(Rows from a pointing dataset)
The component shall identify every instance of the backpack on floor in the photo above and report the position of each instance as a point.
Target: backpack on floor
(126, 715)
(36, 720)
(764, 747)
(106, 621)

■ WHAT TO DO: Rescale the rows above by writing out every line again, requests included, with each coordinate in the answers multiplied by 0.3 and rounded to a whole number (halves round up).

■ EXERCISE RESULT:
The component shall identify every instance of the backpack on floor in the photo above and report the position of each instance as a point.
Target: backpack on floor
(38, 215)
(11, 216)
(229, 224)
(32, 186)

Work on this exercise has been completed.